Referring expression pointing data:
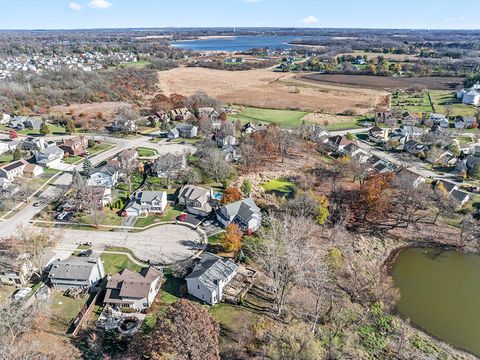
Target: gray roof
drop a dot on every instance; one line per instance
(75, 268)
(149, 196)
(244, 208)
(212, 269)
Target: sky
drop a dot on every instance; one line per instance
(86, 14)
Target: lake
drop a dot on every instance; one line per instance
(440, 292)
(237, 43)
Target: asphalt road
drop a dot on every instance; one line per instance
(164, 244)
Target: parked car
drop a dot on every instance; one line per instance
(182, 217)
(86, 253)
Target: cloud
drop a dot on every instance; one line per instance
(100, 4)
(310, 19)
(75, 6)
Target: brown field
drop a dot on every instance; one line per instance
(106, 108)
(391, 57)
(266, 89)
(384, 82)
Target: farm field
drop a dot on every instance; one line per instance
(285, 118)
(267, 89)
(384, 82)
(441, 99)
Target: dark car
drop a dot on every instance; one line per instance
(86, 253)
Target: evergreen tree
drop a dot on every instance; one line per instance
(17, 153)
(69, 127)
(87, 167)
(44, 129)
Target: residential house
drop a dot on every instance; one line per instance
(225, 140)
(15, 268)
(105, 176)
(187, 131)
(74, 146)
(4, 118)
(144, 203)
(76, 272)
(177, 164)
(180, 114)
(195, 199)
(13, 169)
(32, 170)
(411, 131)
(414, 147)
(409, 177)
(354, 152)
(452, 190)
(245, 213)
(33, 143)
(173, 134)
(440, 120)
(378, 135)
(207, 113)
(129, 289)
(410, 119)
(337, 143)
(231, 153)
(209, 277)
(124, 125)
(386, 117)
(50, 156)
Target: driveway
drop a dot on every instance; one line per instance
(164, 244)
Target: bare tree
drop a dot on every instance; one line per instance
(34, 241)
(283, 253)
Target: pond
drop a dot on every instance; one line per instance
(440, 292)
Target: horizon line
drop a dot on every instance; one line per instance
(285, 28)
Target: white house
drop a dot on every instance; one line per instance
(195, 199)
(133, 290)
(245, 213)
(13, 169)
(105, 176)
(76, 272)
(144, 203)
(209, 277)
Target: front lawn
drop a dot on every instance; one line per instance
(170, 215)
(64, 310)
(7, 157)
(279, 187)
(284, 118)
(114, 263)
(144, 152)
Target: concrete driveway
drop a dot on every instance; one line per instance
(164, 244)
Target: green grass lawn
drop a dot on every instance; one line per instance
(54, 130)
(170, 215)
(64, 310)
(7, 157)
(441, 99)
(144, 152)
(100, 147)
(114, 263)
(279, 187)
(109, 217)
(284, 118)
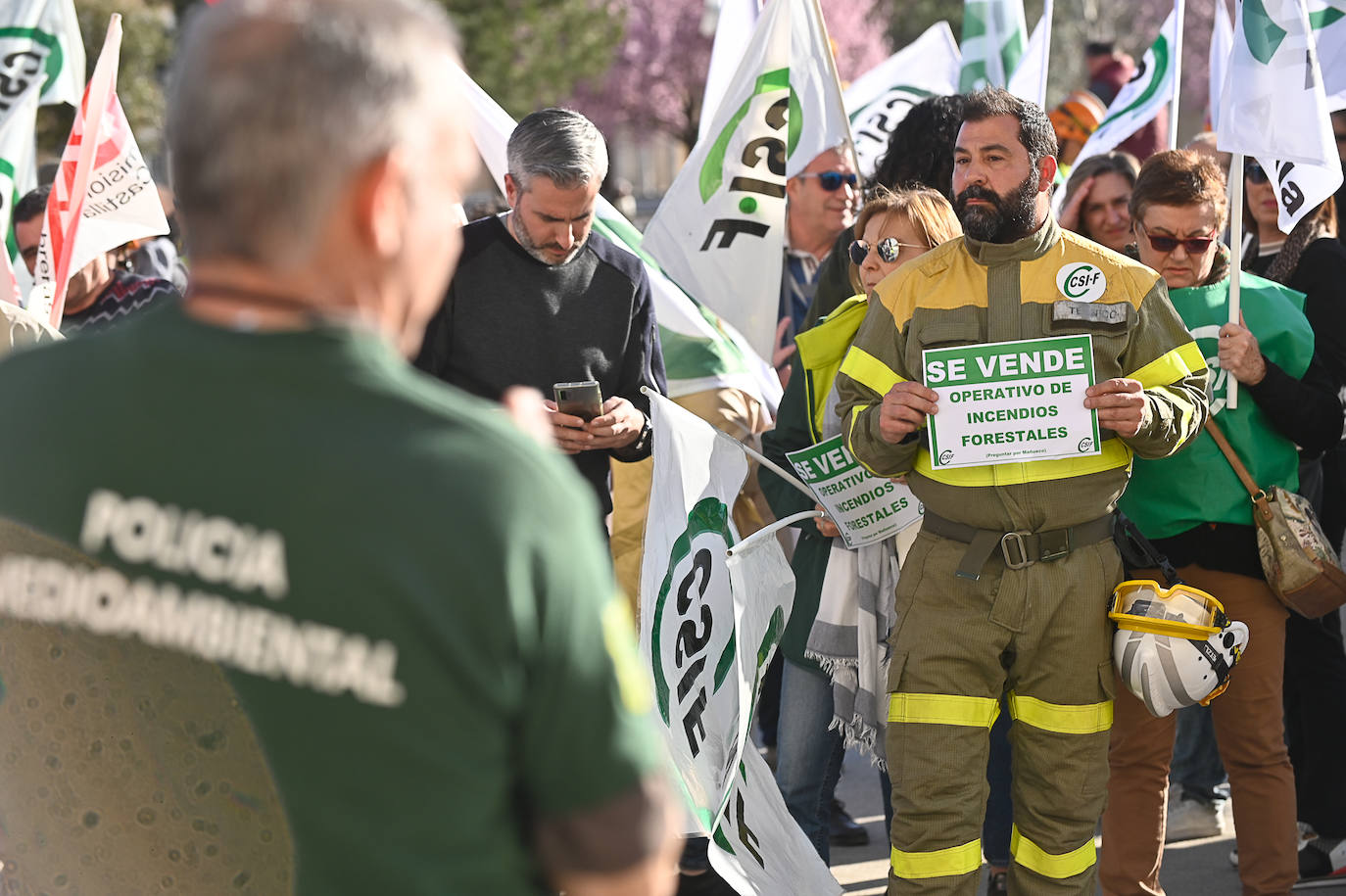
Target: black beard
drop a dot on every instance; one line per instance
(1008, 218)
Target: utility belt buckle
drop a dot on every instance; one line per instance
(1012, 543)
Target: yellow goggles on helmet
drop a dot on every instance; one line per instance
(1182, 611)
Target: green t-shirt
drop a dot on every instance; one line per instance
(404, 593)
(1172, 495)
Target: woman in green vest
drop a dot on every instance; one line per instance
(1197, 513)
(894, 227)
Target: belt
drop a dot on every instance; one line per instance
(1018, 547)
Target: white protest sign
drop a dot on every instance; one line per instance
(1011, 401)
(867, 509)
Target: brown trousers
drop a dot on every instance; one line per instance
(1252, 744)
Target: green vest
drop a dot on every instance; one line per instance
(821, 350)
(1197, 485)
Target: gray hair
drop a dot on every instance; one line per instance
(558, 144)
(276, 104)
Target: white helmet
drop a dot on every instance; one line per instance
(1174, 646)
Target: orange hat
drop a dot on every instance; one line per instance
(1077, 116)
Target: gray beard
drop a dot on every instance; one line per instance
(532, 248)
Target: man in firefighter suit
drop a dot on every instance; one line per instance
(1006, 589)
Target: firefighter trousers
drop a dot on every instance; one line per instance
(1039, 636)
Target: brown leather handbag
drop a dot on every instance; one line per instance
(1299, 565)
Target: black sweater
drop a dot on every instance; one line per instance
(509, 319)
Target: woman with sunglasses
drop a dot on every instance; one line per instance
(894, 229)
(1313, 261)
(1193, 507)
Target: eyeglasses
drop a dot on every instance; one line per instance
(889, 249)
(832, 180)
(1194, 245)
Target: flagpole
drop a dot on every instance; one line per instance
(836, 79)
(1179, 10)
(1046, 51)
(1236, 242)
(767, 532)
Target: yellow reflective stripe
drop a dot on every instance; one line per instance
(939, 863)
(1062, 719)
(1170, 366)
(1115, 455)
(868, 370)
(943, 709)
(1035, 859)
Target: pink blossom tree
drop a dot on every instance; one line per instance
(657, 76)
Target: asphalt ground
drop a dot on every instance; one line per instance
(1191, 868)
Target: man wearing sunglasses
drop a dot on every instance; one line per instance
(979, 616)
(821, 204)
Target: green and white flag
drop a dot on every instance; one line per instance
(709, 623)
(1274, 105)
(700, 352)
(1140, 98)
(40, 46)
(1327, 19)
(720, 230)
(42, 62)
(995, 35)
(884, 96)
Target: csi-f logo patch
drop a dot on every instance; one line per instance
(1082, 281)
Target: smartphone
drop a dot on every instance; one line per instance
(583, 400)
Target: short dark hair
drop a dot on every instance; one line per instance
(32, 205)
(921, 147)
(1179, 178)
(1035, 130)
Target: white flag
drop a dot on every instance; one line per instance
(1030, 78)
(700, 352)
(1140, 98)
(18, 175)
(40, 45)
(1221, 45)
(720, 230)
(733, 29)
(708, 627)
(103, 197)
(995, 35)
(1327, 19)
(1274, 107)
(884, 96)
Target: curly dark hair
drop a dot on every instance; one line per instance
(920, 148)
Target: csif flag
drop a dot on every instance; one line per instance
(709, 623)
(1327, 19)
(1221, 45)
(1140, 98)
(103, 195)
(995, 35)
(700, 352)
(884, 96)
(1274, 105)
(720, 230)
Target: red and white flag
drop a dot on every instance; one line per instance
(103, 197)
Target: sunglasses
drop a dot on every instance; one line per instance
(889, 249)
(832, 180)
(1194, 245)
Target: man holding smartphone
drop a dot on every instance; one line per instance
(540, 301)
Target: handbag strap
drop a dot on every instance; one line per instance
(1260, 502)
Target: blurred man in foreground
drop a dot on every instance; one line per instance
(337, 614)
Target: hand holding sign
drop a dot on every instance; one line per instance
(1120, 403)
(905, 409)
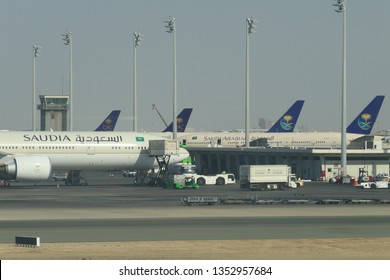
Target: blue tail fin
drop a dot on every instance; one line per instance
(182, 120)
(287, 122)
(109, 123)
(364, 122)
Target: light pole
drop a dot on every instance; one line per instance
(171, 25)
(35, 55)
(341, 5)
(250, 28)
(137, 40)
(68, 42)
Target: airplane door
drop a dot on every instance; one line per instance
(91, 150)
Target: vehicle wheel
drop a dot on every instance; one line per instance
(220, 181)
(201, 181)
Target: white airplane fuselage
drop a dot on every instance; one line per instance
(289, 140)
(32, 155)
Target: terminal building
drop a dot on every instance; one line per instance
(369, 152)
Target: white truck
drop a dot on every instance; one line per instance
(266, 177)
(216, 179)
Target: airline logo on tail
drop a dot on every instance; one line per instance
(181, 121)
(109, 123)
(365, 121)
(287, 122)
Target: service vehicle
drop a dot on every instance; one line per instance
(180, 182)
(266, 177)
(374, 185)
(191, 170)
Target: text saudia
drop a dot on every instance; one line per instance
(66, 138)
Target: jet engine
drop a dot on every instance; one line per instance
(27, 168)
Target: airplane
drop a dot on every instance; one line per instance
(365, 121)
(34, 155)
(109, 122)
(361, 126)
(181, 121)
(287, 122)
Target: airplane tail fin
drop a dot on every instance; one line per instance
(364, 122)
(109, 123)
(182, 120)
(287, 122)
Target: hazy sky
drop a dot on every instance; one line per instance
(294, 54)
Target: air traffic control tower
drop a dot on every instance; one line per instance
(54, 112)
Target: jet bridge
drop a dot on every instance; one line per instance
(162, 150)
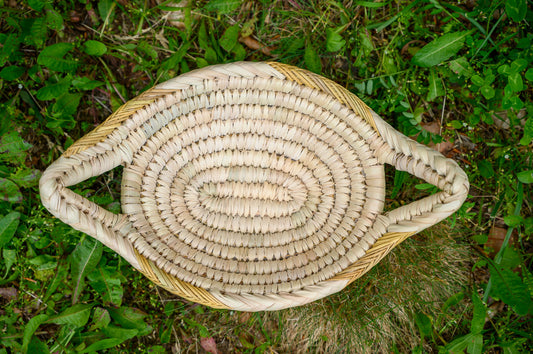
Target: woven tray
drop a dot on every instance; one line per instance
(250, 186)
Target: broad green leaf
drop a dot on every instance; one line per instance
(529, 74)
(39, 31)
(475, 344)
(229, 38)
(485, 168)
(8, 227)
(515, 82)
(102, 345)
(10, 257)
(107, 284)
(441, 49)
(86, 84)
(83, 261)
(461, 67)
(94, 48)
(9, 191)
(106, 10)
(130, 318)
(67, 104)
(424, 325)
(223, 7)
(480, 312)
(312, 60)
(54, 21)
(525, 176)
(436, 88)
(77, 315)
(516, 9)
(12, 72)
(30, 329)
(334, 41)
(37, 5)
(51, 91)
(53, 57)
(101, 318)
(487, 92)
(120, 333)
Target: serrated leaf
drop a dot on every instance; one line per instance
(516, 9)
(95, 48)
(525, 176)
(441, 49)
(77, 316)
(515, 82)
(51, 91)
(312, 60)
(334, 41)
(53, 57)
(83, 260)
(102, 345)
(229, 38)
(30, 329)
(223, 7)
(12, 72)
(8, 227)
(9, 191)
(54, 21)
(39, 31)
(480, 311)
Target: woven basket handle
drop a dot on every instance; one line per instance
(77, 211)
(431, 166)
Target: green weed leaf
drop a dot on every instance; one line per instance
(53, 57)
(312, 60)
(101, 318)
(107, 284)
(485, 168)
(460, 66)
(30, 329)
(54, 21)
(39, 31)
(51, 91)
(475, 344)
(12, 72)
(436, 88)
(223, 7)
(95, 48)
(334, 41)
(102, 345)
(441, 49)
(516, 9)
(77, 315)
(130, 318)
(9, 191)
(83, 261)
(8, 227)
(515, 82)
(525, 176)
(229, 38)
(480, 311)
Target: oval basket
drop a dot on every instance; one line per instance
(250, 186)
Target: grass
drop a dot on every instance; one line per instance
(463, 285)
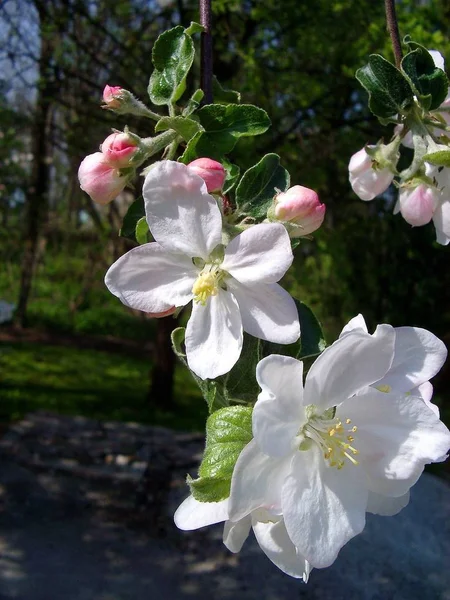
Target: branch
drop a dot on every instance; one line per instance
(206, 51)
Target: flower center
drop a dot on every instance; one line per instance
(333, 438)
(207, 283)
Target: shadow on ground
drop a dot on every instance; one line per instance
(68, 537)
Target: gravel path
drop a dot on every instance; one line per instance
(68, 537)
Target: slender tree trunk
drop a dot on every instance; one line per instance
(37, 197)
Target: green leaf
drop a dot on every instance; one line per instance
(193, 103)
(142, 231)
(172, 56)
(224, 125)
(223, 96)
(311, 342)
(187, 128)
(233, 172)
(240, 383)
(440, 159)
(228, 431)
(429, 83)
(389, 91)
(135, 212)
(259, 185)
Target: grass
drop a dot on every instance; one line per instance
(91, 383)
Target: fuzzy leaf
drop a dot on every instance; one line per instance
(429, 82)
(134, 213)
(224, 125)
(187, 128)
(172, 56)
(228, 431)
(259, 185)
(389, 91)
(440, 159)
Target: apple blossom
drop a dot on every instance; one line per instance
(112, 96)
(323, 455)
(417, 205)
(99, 179)
(418, 356)
(269, 530)
(211, 171)
(233, 285)
(119, 149)
(366, 180)
(301, 207)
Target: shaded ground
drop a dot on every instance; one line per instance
(69, 536)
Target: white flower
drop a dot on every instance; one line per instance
(233, 288)
(418, 356)
(366, 181)
(323, 455)
(269, 530)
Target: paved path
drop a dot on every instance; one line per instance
(64, 537)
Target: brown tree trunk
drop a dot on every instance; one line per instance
(37, 196)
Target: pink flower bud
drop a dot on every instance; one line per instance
(118, 149)
(300, 206)
(418, 205)
(366, 181)
(212, 173)
(112, 96)
(99, 179)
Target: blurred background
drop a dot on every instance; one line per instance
(72, 348)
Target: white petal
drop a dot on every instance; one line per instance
(426, 391)
(397, 435)
(268, 312)
(148, 278)
(235, 533)
(192, 514)
(214, 336)
(418, 356)
(438, 59)
(276, 544)
(256, 482)
(386, 506)
(357, 322)
(260, 254)
(278, 413)
(181, 215)
(323, 507)
(354, 361)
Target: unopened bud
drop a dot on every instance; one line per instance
(118, 149)
(211, 171)
(418, 204)
(367, 181)
(99, 179)
(112, 96)
(301, 207)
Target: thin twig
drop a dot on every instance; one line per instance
(392, 25)
(206, 64)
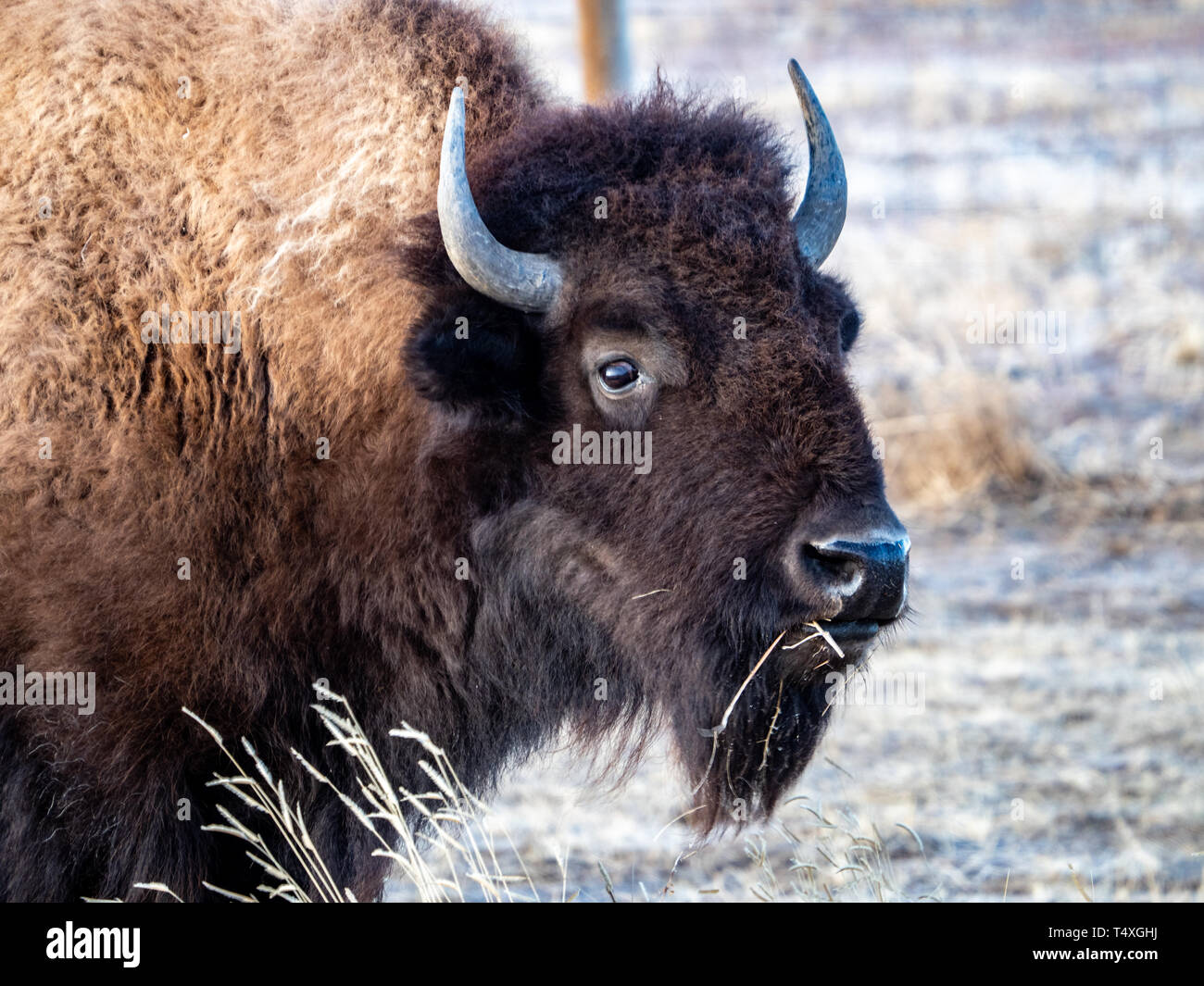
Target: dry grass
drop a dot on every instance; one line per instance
(450, 856)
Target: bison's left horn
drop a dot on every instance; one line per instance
(820, 217)
(525, 281)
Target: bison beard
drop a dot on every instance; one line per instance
(120, 460)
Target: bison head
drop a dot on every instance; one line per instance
(673, 514)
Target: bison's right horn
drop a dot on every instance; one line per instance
(525, 281)
(820, 217)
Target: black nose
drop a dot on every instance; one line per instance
(867, 578)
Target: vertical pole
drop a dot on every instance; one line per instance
(607, 63)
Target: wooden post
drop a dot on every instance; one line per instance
(605, 48)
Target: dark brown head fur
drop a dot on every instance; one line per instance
(441, 447)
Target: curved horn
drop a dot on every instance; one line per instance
(525, 281)
(820, 216)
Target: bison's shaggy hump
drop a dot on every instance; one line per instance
(236, 156)
(281, 161)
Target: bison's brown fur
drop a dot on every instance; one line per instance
(283, 165)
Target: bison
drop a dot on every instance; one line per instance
(561, 438)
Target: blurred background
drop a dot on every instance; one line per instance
(1035, 165)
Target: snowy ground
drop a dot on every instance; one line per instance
(1002, 156)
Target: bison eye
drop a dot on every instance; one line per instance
(618, 376)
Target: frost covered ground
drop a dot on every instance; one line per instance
(1003, 157)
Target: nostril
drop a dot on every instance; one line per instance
(834, 568)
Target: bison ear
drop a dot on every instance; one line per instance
(469, 352)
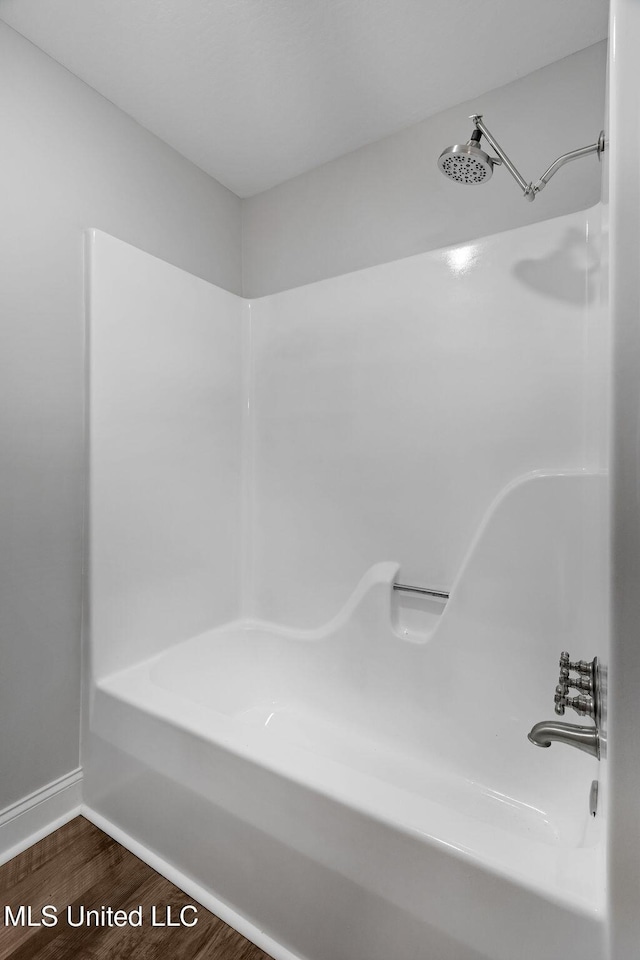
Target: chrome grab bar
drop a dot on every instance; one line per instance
(425, 591)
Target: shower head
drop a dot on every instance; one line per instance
(466, 162)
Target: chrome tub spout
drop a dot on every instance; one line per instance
(553, 731)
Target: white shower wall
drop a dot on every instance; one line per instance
(165, 453)
(391, 405)
(255, 458)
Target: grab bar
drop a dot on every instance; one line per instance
(425, 591)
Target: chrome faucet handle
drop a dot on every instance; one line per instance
(582, 667)
(560, 699)
(583, 705)
(578, 683)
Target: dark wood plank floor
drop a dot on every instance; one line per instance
(80, 865)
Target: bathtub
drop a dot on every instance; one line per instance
(366, 789)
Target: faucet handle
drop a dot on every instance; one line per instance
(561, 698)
(582, 667)
(583, 705)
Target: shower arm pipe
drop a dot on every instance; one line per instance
(530, 190)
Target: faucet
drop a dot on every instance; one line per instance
(587, 703)
(546, 732)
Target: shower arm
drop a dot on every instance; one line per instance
(531, 190)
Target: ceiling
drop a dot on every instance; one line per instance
(257, 91)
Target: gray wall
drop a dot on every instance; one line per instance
(388, 200)
(69, 160)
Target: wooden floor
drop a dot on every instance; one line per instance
(80, 865)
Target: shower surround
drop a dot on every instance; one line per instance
(338, 769)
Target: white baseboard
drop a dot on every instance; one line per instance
(193, 889)
(24, 823)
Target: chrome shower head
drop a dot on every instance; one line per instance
(466, 162)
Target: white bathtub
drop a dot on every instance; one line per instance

What the exercise asks:
Looking at the entries above, copy out every line in which "house" occurs.

Answer section:
Target: residential house
Target: white house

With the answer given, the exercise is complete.